╭─ Records supplied
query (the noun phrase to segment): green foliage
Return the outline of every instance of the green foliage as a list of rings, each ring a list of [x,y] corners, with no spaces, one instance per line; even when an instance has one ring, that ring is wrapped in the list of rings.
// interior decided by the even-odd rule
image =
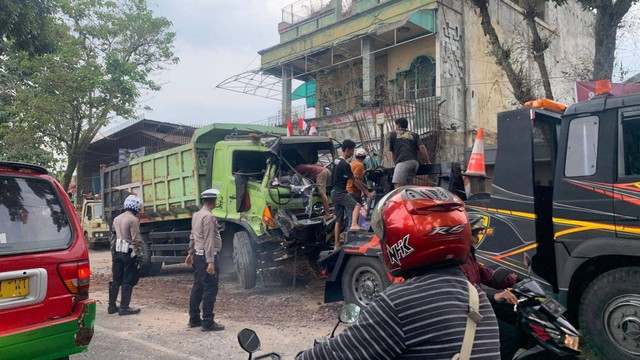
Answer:
[[[67,186],[100,128],[115,116],[133,117],[140,90],[160,89],[151,73],[178,58],[171,22],[154,17],[146,1],[59,0],[59,5],[58,51],[37,57],[15,51],[8,57],[22,75],[12,83],[5,123],[28,128],[65,157]],[[0,109],[0,120],[1,114]]]
[[[0,54],[9,44],[31,55],[56,49],[55,0],[0,0]]]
╰─
Work to be completed: Please reproduce every row above word for word, leaving out the pictures.

Exercise result:
query (the noun phrase to segment): green foliage
Return the outline of every instance of the green foliage as a list of rings, each ring a list of [x,y] corners, with no spaces, one instance per line; even when an instance has one ring, that ring is wrapped in the list of rings.
// interior decided by the even-odd rule
image =
Answer:
[[[67,186],[100,128],[115,116],[133,117],[140,90],[160,89],[151,73],[178,58],[171,22],[154,17],[146,1],[59,0],[59,5],[58,51],[37,57],[15,51],[8,57],[22,75],[12,83],[5,123],[28,128],[65,157]],[[0,109],[0,120],[1,114]]]
[[[0,54],[9,44],[31,55],[56,49],[55,0],[0,0]]]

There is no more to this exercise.